Job: List each line of the listing below that contains the string "sign", treating uppercase and lowercase as different.

Task input:
>> start

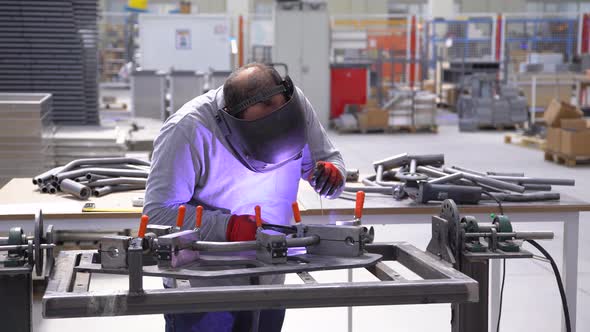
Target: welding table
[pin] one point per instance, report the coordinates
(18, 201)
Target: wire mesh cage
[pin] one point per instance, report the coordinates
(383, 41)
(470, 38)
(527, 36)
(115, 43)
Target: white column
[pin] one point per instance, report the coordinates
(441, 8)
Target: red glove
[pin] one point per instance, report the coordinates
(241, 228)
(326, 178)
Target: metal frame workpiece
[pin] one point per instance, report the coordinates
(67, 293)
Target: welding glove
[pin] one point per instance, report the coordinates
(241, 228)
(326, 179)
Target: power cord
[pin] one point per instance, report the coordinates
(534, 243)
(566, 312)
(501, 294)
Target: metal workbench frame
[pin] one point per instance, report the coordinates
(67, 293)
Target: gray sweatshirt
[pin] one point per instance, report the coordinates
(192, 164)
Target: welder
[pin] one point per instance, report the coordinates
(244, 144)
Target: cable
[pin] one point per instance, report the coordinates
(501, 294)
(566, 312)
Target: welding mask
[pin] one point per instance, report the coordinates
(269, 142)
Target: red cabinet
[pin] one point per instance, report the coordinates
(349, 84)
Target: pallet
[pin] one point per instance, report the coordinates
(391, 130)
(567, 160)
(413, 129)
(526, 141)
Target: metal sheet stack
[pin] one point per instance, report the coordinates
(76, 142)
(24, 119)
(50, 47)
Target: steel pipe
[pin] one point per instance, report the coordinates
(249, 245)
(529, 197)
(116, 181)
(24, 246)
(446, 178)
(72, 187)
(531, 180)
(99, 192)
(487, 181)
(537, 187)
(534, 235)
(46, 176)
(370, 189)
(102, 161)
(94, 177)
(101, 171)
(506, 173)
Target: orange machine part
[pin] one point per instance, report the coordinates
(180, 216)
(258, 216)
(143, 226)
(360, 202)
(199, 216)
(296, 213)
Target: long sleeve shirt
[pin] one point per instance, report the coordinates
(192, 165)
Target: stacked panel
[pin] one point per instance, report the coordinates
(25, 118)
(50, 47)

>> end
>> start

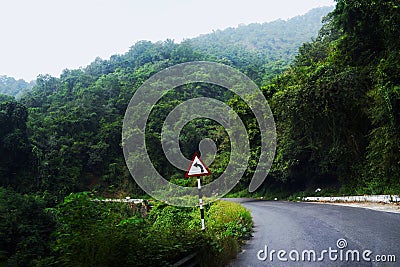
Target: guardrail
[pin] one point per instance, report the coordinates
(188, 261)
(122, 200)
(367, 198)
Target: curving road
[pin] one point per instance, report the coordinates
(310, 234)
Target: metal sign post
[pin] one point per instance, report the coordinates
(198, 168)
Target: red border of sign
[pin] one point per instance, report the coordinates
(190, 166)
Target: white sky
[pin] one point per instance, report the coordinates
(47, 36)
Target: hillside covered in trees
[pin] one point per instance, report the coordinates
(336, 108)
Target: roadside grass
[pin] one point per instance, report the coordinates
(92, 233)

>> end

Result of the exercise:
Target: metal sign post
Target: red border of sign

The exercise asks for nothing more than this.